**WHAT THIS TASK INVOLVES**
Please reproduce the rows from the line that contains "Guideline: one keypoint for each instance of the bee cluster" through the end of the rows, with the requests included but without the pictures. Shift every keypoint coordinate in the answers up by 71, and leave the requests and their sample coordinates unchanged.
— Start of DATASET EXTRACT —
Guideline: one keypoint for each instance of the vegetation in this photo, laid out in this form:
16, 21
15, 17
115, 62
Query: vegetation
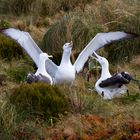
39, 111
40, 99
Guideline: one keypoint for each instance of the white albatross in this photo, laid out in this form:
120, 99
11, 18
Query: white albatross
66, 71
109, 86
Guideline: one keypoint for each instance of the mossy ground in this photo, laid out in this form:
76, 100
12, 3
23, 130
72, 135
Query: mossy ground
23, 108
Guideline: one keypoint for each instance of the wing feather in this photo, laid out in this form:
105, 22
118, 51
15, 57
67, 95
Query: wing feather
98, 42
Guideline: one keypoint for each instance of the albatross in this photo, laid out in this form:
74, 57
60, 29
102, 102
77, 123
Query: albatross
66, 71
109, 86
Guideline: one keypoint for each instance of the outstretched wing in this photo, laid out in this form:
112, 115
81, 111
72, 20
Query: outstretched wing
98, 42
25, 41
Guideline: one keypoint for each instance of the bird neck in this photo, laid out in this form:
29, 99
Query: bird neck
65, 58
105, 71
41, 67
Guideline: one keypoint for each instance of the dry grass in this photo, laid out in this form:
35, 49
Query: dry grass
90, 116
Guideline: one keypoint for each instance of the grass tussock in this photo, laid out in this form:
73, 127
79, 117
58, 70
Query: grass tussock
9, 49
40, 99
37, 111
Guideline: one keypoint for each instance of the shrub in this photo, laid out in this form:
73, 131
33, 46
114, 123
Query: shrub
9, 49
39, 99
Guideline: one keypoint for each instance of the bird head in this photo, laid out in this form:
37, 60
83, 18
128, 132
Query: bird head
68, 46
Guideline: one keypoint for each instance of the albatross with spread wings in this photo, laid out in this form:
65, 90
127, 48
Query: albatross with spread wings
65, 72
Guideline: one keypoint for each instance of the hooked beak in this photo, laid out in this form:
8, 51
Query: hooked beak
95, 55
71, 44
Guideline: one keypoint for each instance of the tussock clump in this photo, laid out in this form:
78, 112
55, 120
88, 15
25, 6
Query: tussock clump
39, 99
64, 31
7, 117
9, 49
16, 7
4, 24
18, 72
117, 16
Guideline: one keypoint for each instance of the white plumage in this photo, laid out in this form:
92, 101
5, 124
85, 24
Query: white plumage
66, 71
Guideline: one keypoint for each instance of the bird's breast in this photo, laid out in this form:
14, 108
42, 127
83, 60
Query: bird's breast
65, 74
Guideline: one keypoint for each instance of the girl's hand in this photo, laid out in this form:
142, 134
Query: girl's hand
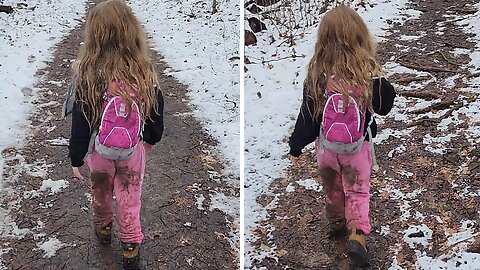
77, 173
294, 160
148, 147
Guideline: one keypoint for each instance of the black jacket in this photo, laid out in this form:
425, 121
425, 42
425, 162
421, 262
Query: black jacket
307, 129
81, 133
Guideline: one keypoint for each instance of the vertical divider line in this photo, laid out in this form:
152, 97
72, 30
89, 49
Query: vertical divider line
242, 133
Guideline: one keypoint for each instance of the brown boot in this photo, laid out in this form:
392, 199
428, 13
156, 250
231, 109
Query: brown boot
338, 228
131, 256
357, 248
104, 234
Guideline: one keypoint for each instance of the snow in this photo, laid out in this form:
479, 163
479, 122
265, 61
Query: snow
201, 49
310, 184
23, 52
50, 247
42, 24
199, 201
273, 93
185, 33
423, 240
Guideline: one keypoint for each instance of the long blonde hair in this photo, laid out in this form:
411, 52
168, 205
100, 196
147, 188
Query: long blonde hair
115, 48
344, 49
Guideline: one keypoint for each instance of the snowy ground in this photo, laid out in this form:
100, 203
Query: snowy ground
269, 119
273, 93
202, 50
27, 37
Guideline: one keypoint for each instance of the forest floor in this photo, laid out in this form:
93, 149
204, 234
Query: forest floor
425, 197
183, 228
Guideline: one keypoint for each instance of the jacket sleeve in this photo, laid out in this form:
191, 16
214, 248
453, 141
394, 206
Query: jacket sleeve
383, 96
80, 135
153, 129
306, 128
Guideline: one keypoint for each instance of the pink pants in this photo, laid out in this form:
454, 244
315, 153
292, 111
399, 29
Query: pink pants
124, 178
346, 181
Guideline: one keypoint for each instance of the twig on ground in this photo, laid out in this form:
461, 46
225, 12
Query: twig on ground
408, 80
473, 74
428, 69
419, 94
436, 106
449, 247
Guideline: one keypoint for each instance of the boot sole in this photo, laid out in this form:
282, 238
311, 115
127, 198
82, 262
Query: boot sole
357, 254
104, 239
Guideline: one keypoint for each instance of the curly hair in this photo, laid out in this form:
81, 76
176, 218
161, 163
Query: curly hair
345, 50
115, 49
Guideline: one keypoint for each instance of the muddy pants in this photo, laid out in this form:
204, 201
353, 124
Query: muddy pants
124, 179
346, 181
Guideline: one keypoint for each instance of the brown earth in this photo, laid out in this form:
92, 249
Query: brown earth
298, 221
178, 235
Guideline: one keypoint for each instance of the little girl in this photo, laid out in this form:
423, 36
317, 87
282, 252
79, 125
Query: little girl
341, 90
117, 117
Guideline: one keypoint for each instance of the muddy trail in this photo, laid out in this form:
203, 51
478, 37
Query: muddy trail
182, 230
426, 188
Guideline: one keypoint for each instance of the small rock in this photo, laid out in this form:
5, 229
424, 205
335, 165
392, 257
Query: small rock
254, 9
256, 25
416, 234
250, 38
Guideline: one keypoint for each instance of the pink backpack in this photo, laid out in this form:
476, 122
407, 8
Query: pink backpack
342, 128
120, 127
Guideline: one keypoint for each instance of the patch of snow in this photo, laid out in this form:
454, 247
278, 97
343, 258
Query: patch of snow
384, 134
50, 247
42, 24
459, 261
311, 184
185, 33
273, 81
423, 240
199, 201
58, 141
394, 265
290, 188
384, 230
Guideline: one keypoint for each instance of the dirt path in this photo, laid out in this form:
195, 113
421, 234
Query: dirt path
182, 231
414, 185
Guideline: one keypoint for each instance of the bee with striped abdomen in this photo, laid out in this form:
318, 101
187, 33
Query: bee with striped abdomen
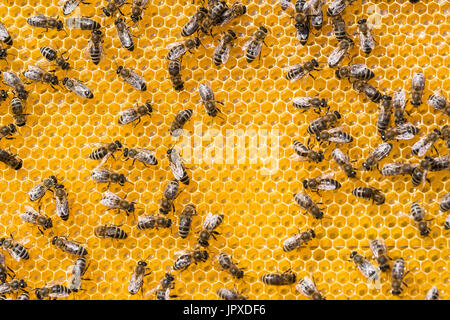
343, 161
187, 257
306, 203
210, 223
132, 78
185, 220
69, 246
378, 154
40, 220
253, 46
78, 87
222, 51
110, 231
366, 40
136, 113
370, 193
113, 201
298, 239
279, 279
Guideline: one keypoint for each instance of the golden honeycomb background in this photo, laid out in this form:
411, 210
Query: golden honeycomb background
259, 210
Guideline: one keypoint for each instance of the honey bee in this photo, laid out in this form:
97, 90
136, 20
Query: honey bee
125, 35
194, 22
36, 74
229, 294
366, 268
184, 224
305, 103
39, 190
404, 131
70, 5
366, 39
314, 10
186, 258
178, 49
432, 294
78, 87
95, 47
174, 74
13, 286
334, 135
226, 263
370, 193
378, 154
4, 269
12, 80
417, 87
336, 7
15, 248
52, 55
40, 220
323, 123
10, 159
147, 157
110, 231
177, 166
236, 10
170, 194
306, 203
306, 153
438, 102
137, 10
41, 21
308, 287
133, 114
279, 279
79, 269
301, 20
113, 201
69, 246
137, 278
7, 131
418, 215
82, 23
384, 117
445, 203
179, 121
297, 240
398, 274
210, 223
323, 182
354, 72
379, 251
208, 100
397, 168
166, 284
104, 151
132, 78
424, 144
112, 7
54, 291
108, 176
222, 51
300, 70
149, 222
369, 90
343, 161
253, 46
399, 103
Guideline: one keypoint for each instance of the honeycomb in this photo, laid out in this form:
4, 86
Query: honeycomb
259, 210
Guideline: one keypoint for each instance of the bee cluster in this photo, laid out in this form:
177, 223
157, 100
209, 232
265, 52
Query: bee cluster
323, 131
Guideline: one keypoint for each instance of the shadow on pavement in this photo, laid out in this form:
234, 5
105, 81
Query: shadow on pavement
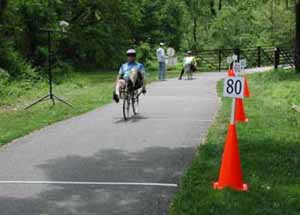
159, 164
— End of DATASET EXTRACT —
**TASK SOLUTION**
Guideline: one keypoint for each instance of the bee cluster in this photo, laid out in this form:
177, 223
157, 100
209, 232
265, 52
Query: bee cluster
394, 202
Guideline: one keypoint for each instance of the shadow on pavement in this photo, laid out in this form:
234, 5
105, 81
Query: shadow on pavement
230, 235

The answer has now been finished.